Required tasks
1: Do these statements agree with the new-features notes? (a) This release supports compression on wire. (b) In this release, only one cephfs-mirror daemon can be deployed per storage cluster. (c) If the client cache is lost entirely, the disk image becomes inconsistent. Answer yes or no for each, and quote the words from the notes that decide it.
2: Echo word for word the stretch of the new-features notes that begins at the words "Compression on-wire with" and stops after "the storage cluster.".

Text passage
* begin *

Chapter 3. New features
This section lists all major updates, enhancements, and new features introduced in this release of Red Hat Ceph Storage.
Compression on-wire with msgr2 protocol is now available
With this release, in addition to encryption on wire, compression on wire is also supported to secure network operations within the storage cluster.
See the Encryption and key management section in the Red Hat Ceph Storage Data Security and Hardening Guide for more details.
Python notifications are more efficient
Previously, there were some unused notifications that no modules needed at the moment. This caused inefficiency.
With this release, the NotifyType
parameter is introduced. It is annotated, which events modules consume at the moment, for example NotifyType.mon_map
, NotifyType.osd_map
, and the like. As a consequence, only events that modules ask for are queued. The events that no modules consume are issued. Because of these changes, python notifications are now more efficient.
The changes to pg_num
are limited
Previously, if drastic changes were made to pg_num
that outpaced pgp_num
, the user could hit the per-osd placement group limits and cause errors.
With this release, the changes to pg_num
are limited to avoid the issue with per-osd placement group limits.
New pg_progress
item is created to avoid dumping all placement group statistics for progress updates
Previously, the pg_dump
item included unnecessary fields that wasted CPU if it was copied to python-land
. This tended to lead to long ClusterState::lock
hold times, leading to long ms_dispatch
delays and generally slowing the processes.
With this release, a new pg_progress
item is created to dump only the fields that mgr tasks
or progress
needs.
The mgr_ip
is no longer re-fetched
Previously, the mgr_ip
had to be re-fetched during the lifetime of an active Ceph manager module.
With this release, the mgr_ip
does not change for the lifetime of an active Ceph manager module, thereby, there is no need to call back into Ceph Manager for re-fetching.
WORM compliance is now supported
Red Hat now supports WORM compliance.
See the Enabling object lock for S3 for more details.
Set rate limits on users and buckets
With this release, you can set rate limits on users and buckets based on the operations in a Red Hat Ceph Storage cluster. See the Rate limits for ingesting data for more details.
librbd
plugin named persistent write log cache to reduce latency
With this release, the new librbd
plugin named Persistent Write Log Cache (PWL) provides a persistent, fault-tolerant write-back cache targeted with SSD devices. It greatly reduces latency and also improves performance at low io_depths
. This cache uses a log-ordered write-back design which maintains checkpoints internally, so that writes that get flushed back to the cluster are always crash consistent. Even if the client cache is lost entirely, the disk image is still consistent; but the data will appear to be stale.
Ceph File System (CephFS) now supports high availability asynchronous replication for snapshots
Previously, only one cephfs-mirror
daemon would be deployed per storage cluster, thereby a CephFS supported only asynchronous replication of snapshots directories.
With this release, multiple cephfs-mirror
daemons can be deployed on two or more nodes to achieve concurrency in snapshot synchronization, thereby providing high availability.

* end *

[Some items]
* begin *

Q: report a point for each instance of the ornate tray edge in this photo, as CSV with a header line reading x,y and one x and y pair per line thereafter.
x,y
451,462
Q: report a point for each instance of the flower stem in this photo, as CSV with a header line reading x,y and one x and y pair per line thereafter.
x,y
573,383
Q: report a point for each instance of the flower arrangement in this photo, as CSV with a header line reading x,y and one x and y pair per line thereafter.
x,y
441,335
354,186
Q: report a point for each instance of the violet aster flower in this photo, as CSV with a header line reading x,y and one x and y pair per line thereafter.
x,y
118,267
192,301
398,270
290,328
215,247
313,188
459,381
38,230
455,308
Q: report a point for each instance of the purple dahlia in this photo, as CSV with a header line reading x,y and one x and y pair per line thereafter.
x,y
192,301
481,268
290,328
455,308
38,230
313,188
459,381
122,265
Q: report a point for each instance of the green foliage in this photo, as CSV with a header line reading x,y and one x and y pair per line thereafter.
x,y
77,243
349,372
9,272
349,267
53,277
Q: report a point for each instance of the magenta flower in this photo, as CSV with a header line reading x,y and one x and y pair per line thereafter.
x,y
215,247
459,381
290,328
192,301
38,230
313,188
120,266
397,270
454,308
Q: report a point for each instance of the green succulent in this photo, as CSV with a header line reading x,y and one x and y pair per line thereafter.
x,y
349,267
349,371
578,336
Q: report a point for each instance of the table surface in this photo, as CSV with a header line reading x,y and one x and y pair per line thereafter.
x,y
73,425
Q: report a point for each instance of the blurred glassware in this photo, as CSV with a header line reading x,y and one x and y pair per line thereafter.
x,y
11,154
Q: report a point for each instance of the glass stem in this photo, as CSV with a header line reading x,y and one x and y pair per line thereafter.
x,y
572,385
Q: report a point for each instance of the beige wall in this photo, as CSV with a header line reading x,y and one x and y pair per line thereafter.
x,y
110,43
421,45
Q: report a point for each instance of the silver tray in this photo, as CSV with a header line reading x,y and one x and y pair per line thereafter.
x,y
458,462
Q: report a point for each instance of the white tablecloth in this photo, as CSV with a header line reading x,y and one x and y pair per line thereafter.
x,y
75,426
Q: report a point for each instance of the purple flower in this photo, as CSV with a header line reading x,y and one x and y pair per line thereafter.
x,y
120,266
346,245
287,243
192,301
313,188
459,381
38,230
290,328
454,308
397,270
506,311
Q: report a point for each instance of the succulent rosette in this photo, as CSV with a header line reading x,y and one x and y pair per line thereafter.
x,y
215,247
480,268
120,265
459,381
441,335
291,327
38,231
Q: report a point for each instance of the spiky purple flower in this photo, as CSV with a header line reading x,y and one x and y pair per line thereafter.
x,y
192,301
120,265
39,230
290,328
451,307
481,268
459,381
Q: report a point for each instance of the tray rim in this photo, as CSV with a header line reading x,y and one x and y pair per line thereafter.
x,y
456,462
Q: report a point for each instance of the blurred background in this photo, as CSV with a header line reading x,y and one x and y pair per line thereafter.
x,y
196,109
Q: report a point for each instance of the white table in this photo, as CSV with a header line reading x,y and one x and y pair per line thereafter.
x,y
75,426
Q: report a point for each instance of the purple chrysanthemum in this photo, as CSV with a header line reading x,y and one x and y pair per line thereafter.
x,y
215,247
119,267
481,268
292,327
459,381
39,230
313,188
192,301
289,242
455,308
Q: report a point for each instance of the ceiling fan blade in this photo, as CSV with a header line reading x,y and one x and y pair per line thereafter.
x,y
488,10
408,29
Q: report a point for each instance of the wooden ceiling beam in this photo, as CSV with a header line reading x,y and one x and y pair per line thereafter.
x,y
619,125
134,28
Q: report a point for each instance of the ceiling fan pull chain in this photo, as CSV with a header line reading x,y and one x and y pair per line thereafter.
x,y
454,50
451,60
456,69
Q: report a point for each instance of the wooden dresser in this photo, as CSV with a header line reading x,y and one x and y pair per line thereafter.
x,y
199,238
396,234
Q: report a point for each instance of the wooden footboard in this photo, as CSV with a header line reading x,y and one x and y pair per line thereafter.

* end *

Final answers
1:
(a) Yes: "compression on wire is also supported to secure network operations within the storage cluster."
(b) No: "With this release, multiple cephfs-mirror daemons can be deployed on two or more nodes to achieve concurrency in snapshot synchronization"
(c) No: "Even if the client cache is lost entirely, the disk image is still consistent"

2:
Compression on-wire with msgr2 protocol is now available
With this release, in addition to encryption on wire, compression on wire is also supported to secure network operations within the storage cluster.